*** AVAILABLE DATA Section Begins ***

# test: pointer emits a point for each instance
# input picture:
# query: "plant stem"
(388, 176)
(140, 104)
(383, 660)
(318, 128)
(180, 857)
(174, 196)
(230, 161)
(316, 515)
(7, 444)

*** AVAILABLE DATA Section Ends ***

The answer consists of the whole listing, restated exactly.

▶ YOUR SOLUTION
# test: pointer emits a point for each instance
# input picture:
# query: "plant stem"
(388, 176)
(140, 104)
(383, 660)
(318, 128)
(180, 857)
(174, 196)
(230, 161)
(316, 515)
(7, 444)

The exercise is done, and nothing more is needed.